**Goal of the exercise:** In the listing below, transcribe the line that contains "red banner, given" and all lines following it, ending with the last line. Add nothing.
====================
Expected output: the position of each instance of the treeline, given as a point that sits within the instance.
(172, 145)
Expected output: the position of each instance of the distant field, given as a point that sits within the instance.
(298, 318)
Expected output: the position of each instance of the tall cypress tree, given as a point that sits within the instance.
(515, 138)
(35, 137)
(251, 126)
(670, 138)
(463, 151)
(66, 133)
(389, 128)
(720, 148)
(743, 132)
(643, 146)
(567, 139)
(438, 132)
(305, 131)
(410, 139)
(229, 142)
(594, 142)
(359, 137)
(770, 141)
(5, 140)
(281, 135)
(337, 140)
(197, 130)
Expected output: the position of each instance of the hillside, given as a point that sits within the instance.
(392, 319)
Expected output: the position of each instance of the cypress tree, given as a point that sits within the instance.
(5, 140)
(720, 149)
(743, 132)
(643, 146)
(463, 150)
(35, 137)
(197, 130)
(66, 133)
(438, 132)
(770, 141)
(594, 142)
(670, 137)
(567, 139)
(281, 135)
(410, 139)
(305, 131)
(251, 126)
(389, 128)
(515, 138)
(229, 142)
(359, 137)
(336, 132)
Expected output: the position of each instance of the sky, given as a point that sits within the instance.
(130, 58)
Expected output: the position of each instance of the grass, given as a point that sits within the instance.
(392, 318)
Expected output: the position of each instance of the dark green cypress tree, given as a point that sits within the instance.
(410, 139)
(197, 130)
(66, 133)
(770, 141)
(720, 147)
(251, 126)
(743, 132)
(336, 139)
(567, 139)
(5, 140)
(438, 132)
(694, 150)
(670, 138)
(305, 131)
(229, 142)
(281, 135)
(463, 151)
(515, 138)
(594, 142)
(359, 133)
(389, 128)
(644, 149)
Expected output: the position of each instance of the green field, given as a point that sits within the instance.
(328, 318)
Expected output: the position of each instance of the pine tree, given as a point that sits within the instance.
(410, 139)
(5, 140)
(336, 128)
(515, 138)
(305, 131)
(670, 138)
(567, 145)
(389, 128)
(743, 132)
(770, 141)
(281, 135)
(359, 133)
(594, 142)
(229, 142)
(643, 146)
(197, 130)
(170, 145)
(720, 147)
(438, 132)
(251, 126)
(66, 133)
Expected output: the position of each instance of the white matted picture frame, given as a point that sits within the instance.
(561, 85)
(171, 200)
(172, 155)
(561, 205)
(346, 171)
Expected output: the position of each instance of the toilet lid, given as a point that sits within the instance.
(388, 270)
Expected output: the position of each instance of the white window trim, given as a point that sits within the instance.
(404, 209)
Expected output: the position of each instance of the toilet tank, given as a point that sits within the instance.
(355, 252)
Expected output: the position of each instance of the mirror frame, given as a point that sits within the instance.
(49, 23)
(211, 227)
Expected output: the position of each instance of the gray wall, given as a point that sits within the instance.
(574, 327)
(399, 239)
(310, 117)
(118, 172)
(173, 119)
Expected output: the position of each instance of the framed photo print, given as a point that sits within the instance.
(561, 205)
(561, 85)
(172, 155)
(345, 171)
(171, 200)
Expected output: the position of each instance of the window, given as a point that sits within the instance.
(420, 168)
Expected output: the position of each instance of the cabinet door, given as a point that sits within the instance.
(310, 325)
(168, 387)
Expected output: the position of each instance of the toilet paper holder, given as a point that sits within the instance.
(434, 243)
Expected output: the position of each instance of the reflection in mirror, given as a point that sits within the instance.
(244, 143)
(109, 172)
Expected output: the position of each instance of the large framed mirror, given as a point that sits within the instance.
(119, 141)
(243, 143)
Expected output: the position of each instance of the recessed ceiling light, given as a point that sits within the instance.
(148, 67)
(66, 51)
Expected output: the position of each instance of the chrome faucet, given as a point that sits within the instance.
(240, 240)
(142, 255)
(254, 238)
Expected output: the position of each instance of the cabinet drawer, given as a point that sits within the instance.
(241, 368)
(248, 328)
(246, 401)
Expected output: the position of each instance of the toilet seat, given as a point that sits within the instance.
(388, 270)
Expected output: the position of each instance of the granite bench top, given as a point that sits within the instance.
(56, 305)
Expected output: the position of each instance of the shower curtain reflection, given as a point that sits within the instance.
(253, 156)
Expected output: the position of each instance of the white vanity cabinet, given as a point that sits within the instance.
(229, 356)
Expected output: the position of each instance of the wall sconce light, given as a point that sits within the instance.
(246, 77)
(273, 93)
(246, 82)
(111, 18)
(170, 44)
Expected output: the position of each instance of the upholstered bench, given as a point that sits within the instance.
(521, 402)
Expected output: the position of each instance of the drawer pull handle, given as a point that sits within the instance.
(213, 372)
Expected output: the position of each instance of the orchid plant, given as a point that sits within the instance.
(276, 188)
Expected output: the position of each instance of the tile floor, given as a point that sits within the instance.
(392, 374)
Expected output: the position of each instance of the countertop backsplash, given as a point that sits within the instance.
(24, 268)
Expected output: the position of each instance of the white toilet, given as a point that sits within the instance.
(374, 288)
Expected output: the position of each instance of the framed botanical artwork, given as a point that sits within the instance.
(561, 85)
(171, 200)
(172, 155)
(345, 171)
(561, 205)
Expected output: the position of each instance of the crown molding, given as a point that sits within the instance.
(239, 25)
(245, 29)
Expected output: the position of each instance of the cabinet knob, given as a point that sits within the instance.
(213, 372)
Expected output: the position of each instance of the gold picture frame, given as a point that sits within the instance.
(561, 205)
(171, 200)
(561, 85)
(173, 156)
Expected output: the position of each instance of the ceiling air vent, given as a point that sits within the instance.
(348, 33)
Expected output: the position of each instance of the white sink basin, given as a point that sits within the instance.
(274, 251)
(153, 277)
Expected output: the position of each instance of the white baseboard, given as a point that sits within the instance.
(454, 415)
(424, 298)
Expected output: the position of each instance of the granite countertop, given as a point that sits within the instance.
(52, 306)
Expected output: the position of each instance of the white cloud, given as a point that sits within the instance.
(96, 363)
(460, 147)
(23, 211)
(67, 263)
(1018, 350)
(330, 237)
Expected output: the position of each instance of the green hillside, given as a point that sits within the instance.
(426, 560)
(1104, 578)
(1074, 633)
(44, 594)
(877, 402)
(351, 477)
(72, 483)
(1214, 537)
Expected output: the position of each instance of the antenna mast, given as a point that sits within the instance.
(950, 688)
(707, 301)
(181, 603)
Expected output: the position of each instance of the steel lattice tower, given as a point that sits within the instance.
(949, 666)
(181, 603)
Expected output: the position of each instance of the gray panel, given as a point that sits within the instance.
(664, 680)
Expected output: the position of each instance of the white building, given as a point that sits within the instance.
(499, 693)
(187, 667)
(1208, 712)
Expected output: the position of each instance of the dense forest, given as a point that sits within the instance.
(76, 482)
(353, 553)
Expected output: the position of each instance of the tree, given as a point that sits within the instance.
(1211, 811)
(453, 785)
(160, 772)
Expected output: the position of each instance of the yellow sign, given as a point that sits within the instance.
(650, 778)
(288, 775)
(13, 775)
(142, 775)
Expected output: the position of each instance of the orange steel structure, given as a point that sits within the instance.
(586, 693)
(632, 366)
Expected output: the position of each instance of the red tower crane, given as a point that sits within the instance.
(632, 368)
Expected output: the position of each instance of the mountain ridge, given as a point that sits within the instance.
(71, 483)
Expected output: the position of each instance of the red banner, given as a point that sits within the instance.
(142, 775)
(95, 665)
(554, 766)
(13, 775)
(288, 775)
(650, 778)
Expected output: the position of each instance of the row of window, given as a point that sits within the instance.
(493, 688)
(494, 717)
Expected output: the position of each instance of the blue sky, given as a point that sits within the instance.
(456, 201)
====================
**Final answer:**
Expected output: the position of each instance of the red banner, given as a point that sits within the instance.
(142, 775)
(95, 665)
(554, 766)
(13, 775)
(288, 775)
(650, 778)
Expected output: the position of each instance of the row of window, given as a point that sits within the instance.
(493, 688)
(494, 717)
Expected output: the position of each instance of the blue sky, given as a point that sits within the instance.
(456, 201)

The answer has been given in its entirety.